* _Exercise task_
Reproduce all of the material exactly as shown.

>> Begin

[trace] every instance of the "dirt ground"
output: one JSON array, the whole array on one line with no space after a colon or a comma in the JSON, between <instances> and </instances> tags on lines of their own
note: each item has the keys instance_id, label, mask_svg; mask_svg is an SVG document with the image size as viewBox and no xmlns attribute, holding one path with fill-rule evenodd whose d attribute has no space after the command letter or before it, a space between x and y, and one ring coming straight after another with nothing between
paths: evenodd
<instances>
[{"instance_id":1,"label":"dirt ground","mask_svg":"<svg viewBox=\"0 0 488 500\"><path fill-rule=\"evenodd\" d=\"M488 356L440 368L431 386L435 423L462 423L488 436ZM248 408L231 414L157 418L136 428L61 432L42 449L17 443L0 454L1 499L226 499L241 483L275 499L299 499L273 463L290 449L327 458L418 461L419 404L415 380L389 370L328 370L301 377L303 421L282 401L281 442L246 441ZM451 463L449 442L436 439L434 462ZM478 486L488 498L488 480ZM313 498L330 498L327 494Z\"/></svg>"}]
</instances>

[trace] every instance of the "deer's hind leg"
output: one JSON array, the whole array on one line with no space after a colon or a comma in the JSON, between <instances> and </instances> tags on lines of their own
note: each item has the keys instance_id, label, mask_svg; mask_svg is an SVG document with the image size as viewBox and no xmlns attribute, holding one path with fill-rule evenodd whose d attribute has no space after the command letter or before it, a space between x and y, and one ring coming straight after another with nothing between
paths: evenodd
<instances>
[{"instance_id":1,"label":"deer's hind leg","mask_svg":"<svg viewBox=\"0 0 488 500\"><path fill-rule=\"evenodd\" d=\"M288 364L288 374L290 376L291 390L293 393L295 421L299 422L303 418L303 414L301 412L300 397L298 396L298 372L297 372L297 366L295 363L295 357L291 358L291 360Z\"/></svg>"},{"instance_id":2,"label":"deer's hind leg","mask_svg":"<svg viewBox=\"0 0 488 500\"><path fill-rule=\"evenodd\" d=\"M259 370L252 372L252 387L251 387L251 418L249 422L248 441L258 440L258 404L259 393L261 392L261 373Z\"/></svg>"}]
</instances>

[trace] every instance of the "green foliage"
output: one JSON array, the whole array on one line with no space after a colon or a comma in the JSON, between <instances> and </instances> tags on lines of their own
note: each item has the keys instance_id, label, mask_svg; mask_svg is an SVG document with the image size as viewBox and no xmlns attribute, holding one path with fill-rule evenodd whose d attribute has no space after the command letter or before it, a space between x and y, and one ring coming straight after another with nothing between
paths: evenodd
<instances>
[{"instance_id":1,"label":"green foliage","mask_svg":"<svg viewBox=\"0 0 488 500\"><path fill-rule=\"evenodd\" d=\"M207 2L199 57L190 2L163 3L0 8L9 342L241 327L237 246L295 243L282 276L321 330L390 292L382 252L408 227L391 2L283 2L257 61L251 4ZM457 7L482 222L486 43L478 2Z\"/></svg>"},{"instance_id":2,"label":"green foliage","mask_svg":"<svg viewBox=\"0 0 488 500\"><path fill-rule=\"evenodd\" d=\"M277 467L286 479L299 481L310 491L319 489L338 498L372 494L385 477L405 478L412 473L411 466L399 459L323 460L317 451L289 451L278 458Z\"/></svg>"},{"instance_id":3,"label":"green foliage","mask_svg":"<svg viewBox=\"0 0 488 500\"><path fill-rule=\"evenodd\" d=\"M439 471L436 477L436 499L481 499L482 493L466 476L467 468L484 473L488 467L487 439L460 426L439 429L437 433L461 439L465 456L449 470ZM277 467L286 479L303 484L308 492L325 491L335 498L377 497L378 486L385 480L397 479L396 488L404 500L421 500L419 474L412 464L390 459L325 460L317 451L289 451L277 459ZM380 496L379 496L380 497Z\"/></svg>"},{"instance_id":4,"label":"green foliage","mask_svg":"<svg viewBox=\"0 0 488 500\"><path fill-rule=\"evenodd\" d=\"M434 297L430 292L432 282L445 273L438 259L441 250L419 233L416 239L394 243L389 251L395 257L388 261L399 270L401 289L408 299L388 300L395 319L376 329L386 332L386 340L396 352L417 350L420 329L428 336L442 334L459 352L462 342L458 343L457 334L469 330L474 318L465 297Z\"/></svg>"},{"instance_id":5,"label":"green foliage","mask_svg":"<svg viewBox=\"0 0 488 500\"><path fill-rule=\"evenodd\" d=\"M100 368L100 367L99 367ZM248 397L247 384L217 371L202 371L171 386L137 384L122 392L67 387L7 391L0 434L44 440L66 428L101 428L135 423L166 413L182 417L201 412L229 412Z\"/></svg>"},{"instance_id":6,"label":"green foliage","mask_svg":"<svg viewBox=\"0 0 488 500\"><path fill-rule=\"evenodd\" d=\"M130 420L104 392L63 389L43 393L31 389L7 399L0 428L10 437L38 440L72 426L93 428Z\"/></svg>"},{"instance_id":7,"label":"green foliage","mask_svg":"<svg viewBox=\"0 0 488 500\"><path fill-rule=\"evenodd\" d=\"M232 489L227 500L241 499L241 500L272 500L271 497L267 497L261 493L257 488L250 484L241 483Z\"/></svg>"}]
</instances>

>> End

* _Correct answer_
[trace] every instance of the "dirt ground"
output: one JSON array, the whole array on one line with no space after a colon or a comma in the JSON, between <instances> and </instances> tags on lines of their own
note: each item has the keys instance_id, label, mask_svg; mask_svg is an SVG document with the image size as viewBox and no xmlns attribute, holding one path with fill-rule evenodd whose d attribute has no space after the command letter or before it, a space between x and y, and one ring coming straight after another with nothing between
paths: evenodd
<instances>
[{"instance_id":1,"label":"dirt ground","mask_svg":"<svg viewBox=\"0 0 488 500\"><path fill-rule=\"evenodd\" d=\"M488 356L440 368L431 386L435 423L462 423L488 436ZM248 408L231 414L157 418L136 428L61 432L42 449L17 443L0 454L1 499L226 499L241 483L275 499L299 499L273 463L290 449L327 458L418 461L419 404L415 380L389 370L328 370L301 377L303 421L282 401L281 442L246 441ZM451 463L449 442L436 439L434 462ZM478 486L488 498L488 480ZM313 498L330 498L327 494Z\"/></svg>"}]
</instances>

[trace] every instance of the "deer's hind leg"
output: one JSON array, the whole array on one line with no space after a colon or a comma in the JSON, between <instances> and </instances> tags on lines of their own
note: each item has the keys instance_id, label, mask_svg; mask_svg is an SVG document with the image size as viewBox and no xmlns attribute, holding one path with fill-rule evenodd whose d attribute has no space after the command letter or before it, a space between x and y, and one ring coming straight after another with nothing between
paths: evenodd
<instances>
[{"instance_id":1,"label":"deer's hind leg","mask_svg":"<svg viewBox=\"0 0 488 500\"><path fill-rule=\"evenodd\" d=\"M288 364L288 374L290 376L291 390L293 393L295 421L299 422L303 418L303 414L301 412L300 397L298 396L298 372L297 372L297 366L295 363L295 357L291 358L291 360Z\"/></svg>"},{"instance_id":2,"label":"deer's hind leg","mask_svg":"<svg viewBox=\"0 0 488 500\"><path fill-rule=\"evenodd\" d=\"M259 370L252 372L252 387L251 387L251 418L249 422L248 441L258 440L258 404L259 393L261 392L261 373Z\"/></svg>"}]
</instances>

[trace] every instance of the "green foliage"
output: one JSON array, the whole array on one line with no space after a colon or a comma in the JSON, between <instances> and </instances> tags on lines of their own
note: each item has the keys instance_id, label, mask_svg; mask_svg is an SVG document with the image size as viewBox and no xmlns attribute, holding one path with fill-rule evenodd whose d attribute has no space after the command letter or before it, a space between x and y, and one ring coming straight after another with nothing between
paths: evenodd
<instances>
[{"instance_id":1,"label":"green foliage","mask_svg":"<svg viewBox=\"0 0 488 500\"><path fill-rule=\"evenodd\" d=\"M207 2L199 57L190 2L163 3L0 8L9 342L241 327L237 246L295 243L282 276L321 330L390 292L382 252L408 227L391 2L283 2L257 61L251 4ZM457 7L482 222L486 43L478 2Z\"/></svg>"},{"instance_id":2,"label":"green foliage","mask_svg":"<svg viewBox=\"0 0 488 500\"><path fill-rule=\"evenodd\" d=\"M277 467L286 479L299 481L310 491L319 489L338 498L372 494L385 477L405 478L412 473L411 466L399 459L323 460L317 451L289 451L278 458Z\"/></svg>"},{"instance_id":3,"label":"green foliage","mask_svg":"<svg viewBox=\"0 0 488 500\"><path fill-rule=\"evenodd\" d=\"M439 471L436 477L436 499L481 499L482 493L466 476L467 468L484 473L488 467L487 439L460 426L439 429L437 433L461 439L465 456L449 470ZM277 467L286 479L303 484L308 492L325 491L335 498L377 497L378 486L385 480L397 479L396 488L404 500L421 500L419 474L412 464L390 459L325 460L317 451L289 451L277 459ZM380 496L379 496L380 497Z\"/></svg>"},{"instance_id":4,"label":"green foliage","mask_svg":"<svg viewBox=\"0 0 488 500\"><path fill-rule=\"evenodd\" d=\"M434 297L430 292L432 282L445 273L438 259L441 250L419 233L416 239L394 243L389 251L395 257L388 261L399 270L401 289L408 299L388 300L395 319L376 329L386 332L386 340L396 352L417 350L420 329L428 336L442 334L459 352L462 342L458 343L457 334L469 330L474 318L465 297Z\"/></svg>"},{"instance_id":5,"label":"green foliage","mask_svg":"<svg viewBox=\"0 0 488 500\"><path fill-rule=\"evenodd\" d=\"M100 368L100 367L99 367ZM248 397L247 384L217 371L202 371L171 386L137 384L122 392L67 387L7 391L0 434L44 440L66 428L101 428L135 423L166 413L182 417L201 412L229 412Z\"/></svg>"},{"instance_id":6,"label":"green foliage","mask_svg":"<svg viewBox=\"0 0 488 500\"><path fill-rule=\"evenodd\" d=\"M130 420L104 392L63 389L43 393L31 389L7 399L0 428L10 437L38 440L72 426L93 428Z\"/></svg>"},{"instance_id":7,"label":"green foliage","mask_svg":"<svg viewBox=\"0 0 488 500\"><path fill-rule=\"evenodd\" d=\"M232 489L227 500L241 499L241 500L272 500L271 497L267 497L261 493L257 488L250 484L241 483Z\"/></svg>"}]
</instances>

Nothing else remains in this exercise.